*** DATA ROWS ***

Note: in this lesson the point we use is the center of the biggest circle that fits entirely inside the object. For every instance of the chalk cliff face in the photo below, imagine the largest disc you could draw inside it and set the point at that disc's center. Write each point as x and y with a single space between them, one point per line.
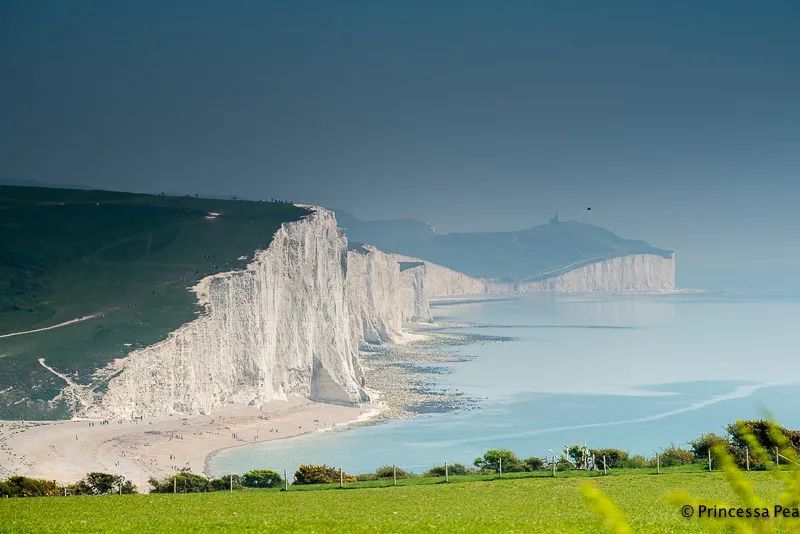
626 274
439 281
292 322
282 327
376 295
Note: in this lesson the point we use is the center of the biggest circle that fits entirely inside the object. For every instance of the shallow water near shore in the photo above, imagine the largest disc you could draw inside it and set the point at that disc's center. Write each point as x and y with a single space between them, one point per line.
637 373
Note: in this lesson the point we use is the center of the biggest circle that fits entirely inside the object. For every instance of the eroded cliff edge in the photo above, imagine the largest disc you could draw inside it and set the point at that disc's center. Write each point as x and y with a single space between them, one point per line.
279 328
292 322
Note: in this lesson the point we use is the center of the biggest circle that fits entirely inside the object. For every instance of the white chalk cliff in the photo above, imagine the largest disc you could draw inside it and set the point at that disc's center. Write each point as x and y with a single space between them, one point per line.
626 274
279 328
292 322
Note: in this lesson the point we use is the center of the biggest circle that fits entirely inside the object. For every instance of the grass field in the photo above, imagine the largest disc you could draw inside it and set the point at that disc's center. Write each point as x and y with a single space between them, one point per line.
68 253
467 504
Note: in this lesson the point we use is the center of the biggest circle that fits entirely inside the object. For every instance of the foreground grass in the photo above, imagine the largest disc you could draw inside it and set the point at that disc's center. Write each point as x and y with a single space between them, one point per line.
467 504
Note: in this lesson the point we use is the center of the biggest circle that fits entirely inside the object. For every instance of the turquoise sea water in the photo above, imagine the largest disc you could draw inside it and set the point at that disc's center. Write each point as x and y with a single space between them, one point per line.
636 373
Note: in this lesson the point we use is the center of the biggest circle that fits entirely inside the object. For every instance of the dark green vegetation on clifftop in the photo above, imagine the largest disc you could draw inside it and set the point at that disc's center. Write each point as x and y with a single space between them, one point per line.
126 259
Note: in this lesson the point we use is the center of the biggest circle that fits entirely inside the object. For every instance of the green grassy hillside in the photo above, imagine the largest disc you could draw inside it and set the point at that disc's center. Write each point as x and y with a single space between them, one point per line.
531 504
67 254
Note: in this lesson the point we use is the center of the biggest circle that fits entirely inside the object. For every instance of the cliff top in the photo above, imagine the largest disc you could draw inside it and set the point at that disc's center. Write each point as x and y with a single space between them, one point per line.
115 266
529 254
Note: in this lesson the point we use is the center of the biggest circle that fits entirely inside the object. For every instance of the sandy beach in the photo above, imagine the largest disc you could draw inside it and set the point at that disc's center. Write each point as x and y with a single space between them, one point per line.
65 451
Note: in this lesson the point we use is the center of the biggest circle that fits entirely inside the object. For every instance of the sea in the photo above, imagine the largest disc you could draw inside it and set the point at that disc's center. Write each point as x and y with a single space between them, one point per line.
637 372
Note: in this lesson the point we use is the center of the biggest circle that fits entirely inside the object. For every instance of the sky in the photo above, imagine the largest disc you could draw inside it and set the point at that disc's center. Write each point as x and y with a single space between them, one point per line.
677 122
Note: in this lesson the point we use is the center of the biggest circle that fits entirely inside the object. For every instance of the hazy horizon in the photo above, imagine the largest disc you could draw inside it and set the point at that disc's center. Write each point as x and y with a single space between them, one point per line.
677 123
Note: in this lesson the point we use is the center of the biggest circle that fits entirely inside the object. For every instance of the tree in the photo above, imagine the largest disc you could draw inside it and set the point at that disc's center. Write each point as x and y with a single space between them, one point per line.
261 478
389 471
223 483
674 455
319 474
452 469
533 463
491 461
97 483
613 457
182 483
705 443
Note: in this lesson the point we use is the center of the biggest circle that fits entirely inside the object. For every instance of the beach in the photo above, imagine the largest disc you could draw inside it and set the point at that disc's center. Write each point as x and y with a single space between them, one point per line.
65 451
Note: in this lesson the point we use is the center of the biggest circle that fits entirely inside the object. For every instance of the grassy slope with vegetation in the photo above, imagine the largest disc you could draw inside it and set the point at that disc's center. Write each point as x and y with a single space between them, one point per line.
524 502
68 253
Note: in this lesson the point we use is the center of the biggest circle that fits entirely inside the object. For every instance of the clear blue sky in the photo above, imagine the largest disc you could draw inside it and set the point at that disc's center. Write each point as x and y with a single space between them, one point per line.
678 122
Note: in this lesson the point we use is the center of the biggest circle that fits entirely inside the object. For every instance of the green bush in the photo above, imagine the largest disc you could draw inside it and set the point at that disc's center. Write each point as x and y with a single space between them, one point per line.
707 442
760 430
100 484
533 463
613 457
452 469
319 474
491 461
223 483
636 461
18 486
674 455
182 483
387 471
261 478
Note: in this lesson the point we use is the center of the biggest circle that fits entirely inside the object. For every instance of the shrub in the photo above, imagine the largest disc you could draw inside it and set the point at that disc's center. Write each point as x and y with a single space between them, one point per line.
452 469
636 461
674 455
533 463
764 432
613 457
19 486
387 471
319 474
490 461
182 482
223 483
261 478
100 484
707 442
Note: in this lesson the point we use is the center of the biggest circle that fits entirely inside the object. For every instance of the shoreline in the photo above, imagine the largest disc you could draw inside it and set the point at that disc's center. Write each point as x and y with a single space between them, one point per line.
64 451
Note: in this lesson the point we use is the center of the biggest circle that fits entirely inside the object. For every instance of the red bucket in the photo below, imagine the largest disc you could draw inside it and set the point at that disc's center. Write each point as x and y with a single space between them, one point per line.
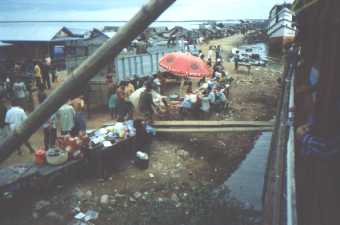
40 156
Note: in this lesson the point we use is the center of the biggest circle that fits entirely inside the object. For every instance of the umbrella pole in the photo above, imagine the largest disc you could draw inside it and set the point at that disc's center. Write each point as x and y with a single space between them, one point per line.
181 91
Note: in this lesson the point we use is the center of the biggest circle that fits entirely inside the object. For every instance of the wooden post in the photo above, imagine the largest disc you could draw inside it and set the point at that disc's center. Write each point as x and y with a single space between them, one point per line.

***

• [WHAT IS EXPECTED] Print the entries above exactly, taking out only the pictures.

• [ANSWER FOR THIS EXERCISE]
Note: in this lesson the point we use is the center of the biggest circle that fits entirely inside the object. For every instance of the chalk cliff face in the photo below, imagine the largest disc you could draw inside it and set the point at that disc's center. Write each point as x and y with a single space between them, one point per line.
626 274
439 281
292 322
282 327
376 295
Note: in this lesson the point we use is the center of the biggest circle that fits entirely inside the object. For every instance of the shallow water near shore in the photo above, imagine the largest disc you could draw inside it and set the point at that disc's center. Write each point as x and y with a single space between them, one point per line.
637 373
Note: in this lesson the point we use is the center of the biggest circle that fits entirely inside the object. For every instance of the eroded cliff edge in the photo above, imagine the largest disc you could draw inside it and set the point at that disc's center. Write each point as x and y with a single space between them, one point per line.
279 328
292 322
Note: in this lesson the point we use is the center of the biggest circle that fits entirely inside the object. For every instance of the white chalk cliff in the photo above, imagine the largest disc you could draw inside it and set the point at that disc's center. Write each point as x and y with a single space between them, one point per line.
626 274
279 328
292 322
Note: in this lesson the point we use is the center of the biggest circle that fits entirely inside the object. For every instance of the grass field in the photo above, imagine the largest disc you could draw inside it and set the point at that disc's center. Write each point as x and y with a single space between them, one point per line.
68 253
467 504
Note: in this lesson the point we use is the center of the biggest circle that fits entirely inside the object. For every instance of the foreground grass in the photo above, imagine the largest disc you could draw inside it and set the point at that disc's center. Write each point as x and y with a single space between them, one point per line.
467 504
Note: in this lesson the point we use is the center of the biggest circle that fits entirely inside the object. For every instance of the turquoise sea water in the photo above, imagine the largest disc you could draw inside it and set the point at that disc's center. Write each point as x and y with a single space between them, one point per line.
636 373
Note: in this lesson the point we use is the center of the biggest circle that fits entirely inside the object. For every instance of the dark green vegetation on clifftop in the photo above, imagine the largest disc you could draw inside it and set the point at that disc's center. Write each point as x and y with a single space between them, one point per line.
126 259
Note: in this lesson the point we use is the center of the biggest circle that fits entirely inside the object. For every instance of the green grassy hillside in the photo above, imagine the largest disc you could draw inside it and set the point at that disc's center. Write each point as x and y with a single space between them, one point per line.
531 504
67 254
Note: in this lesson the point we use is the center of the biggest circle that fits entirely inside the object. For every instance of the cliff top in the photo above, imagine the largest disc you could draw inside it and set the point at that disc's center. Write each point as x and y with a single space between them, one point per line.
115 266
529 254
Note: in this lesson the point we use is the center of the biggest circle that fits entirely inside the object. For every instance of the sandy beach in the photo above, imagine the largest disc you could draw inside it and set the point at that disc's center. Write each point as x and y with a single space between them, one point per line.
65 451
Note: in this lesson the point we use is the center of the biggest circle that fits entirely inside the object. For every instance of the sea in the photo above, imagine the largest disc you could draw inside it and set the point at that disc's center. Write each point as x and y with a single space between them, one point per line.
637 372
Note: in this lesson the point we use is the center of the biggest circle that fits entirely inside the object. For every instance of the sky in the photo above, imagine the largest disc you could draw inside it and set the point at that disc's center. Write each point as x and y with a single space between them, one point per line.
677 122
Note: in this lesson the point we use is the center of the biggest circle that fits entirely inside the object. For every instance of the hazy horizon in the photo above, imagine the largest disc you could draw inside it and set the point at that disc's center. Write each point as x and y with a single space between them, one point per line.
677 123
Note: in this lesson the point we use is the center of the biggest circle that fits entirely inside the object. For every instance of the tree in the photo above, imagine the largest disc you could draw inside it and set the point at that disc's center. Write each point as x and y with a single space between them, one point per line.
261 478
389 471
223 483
674 455
319 474
452 469
533 463
491 461
97 483
613 457
182 483
705 443
Note: in this lesson the point we use is the center of the biggest circle that fits entirely inside the object. For every instance of the beach in the photo above, imagine the largest disc you could draw inside it and set the point at that disc's center. Write each point as x and y with a single space between them, one point per line.
65 451
Note: in this lesson the point we use is the center of the biggest circle that fits entirely inside the object. For every instance of the grassy slope with vegetation in the photo above, imagine the largest disc you could draw inside it and set the point at that disc's center. Write each point as x and y with a single space between them, one point per line.
524 502
68 253
Note: in this lesson the point we use is the center of the biggest circle that fits entirely inside the object. For every instance of the clear blue sky in the photo above, imagine the largest disc you could draw inside it and set the point at that disc's center. Write each point as x and y with a single space between them, one point per line.
678 122
Note: in this lesson the point we use is the center of the biggest circle that fits entirely inside the object. For every instance of the green bush in the photo above, imagine the largest disc you could draw inside it and set the point at that disc's center. Write each point as x and y with a single space between them, one point per line.
707 442
760 430
100 484
533 463
613 457
452 469
319 474
491 461
223 483
636 461
18 486
674 455
182 483
387 471
261 478
Note: in this lesson the point we use is the center of the biggest circle that fits entirely inside the object. For every instance of the shrub in the photo above, imagine the largest disc you could draw inside it and set the point at that disc's center. Write each point as x and y with a single space between them, one point per line.
452 469
636 461
674 455
533 463
764 432
613 457
19 486
387 471
319 474
490 461
182 482
223 483
261 478
100 484
707 442
Note: in this lesson the point we use is the center of the biggest circle that fits entirely inside the object. For every instance of the shoreline in the photo above, imagine the largest disc you could draw inside it and set the point at that disc's center. Write each point as x and y with a single space between them, one point per line.
64 451
Note: in this lesson the point we use is the center of the biggest circle that fits entirely inside the object. For every instance of the red bucket in the photo below, imagine the largest disc you could draw inside it and set the point at that disc's center. Write each point as x and y with a single space between them, one point per line.
40 156
Note: in this lesson the point we use is the center of the biggest circle that fits entirely inside the object. For every instance of the umbrella pole in the photo above, imagine the largest disc you could draw inside it and set the point at that disc's center. Write each point as x and y with a single space between them, one point per line.
181 91
Note: in this lesson the point we use is the center of the biggest circle that fits entirely inside the object. For every instance of the wooden post in the photo above, imagine the largest disc you could draw inside it and set the point at that disc's center. Write each point as x and y with a single space between them, one point per line.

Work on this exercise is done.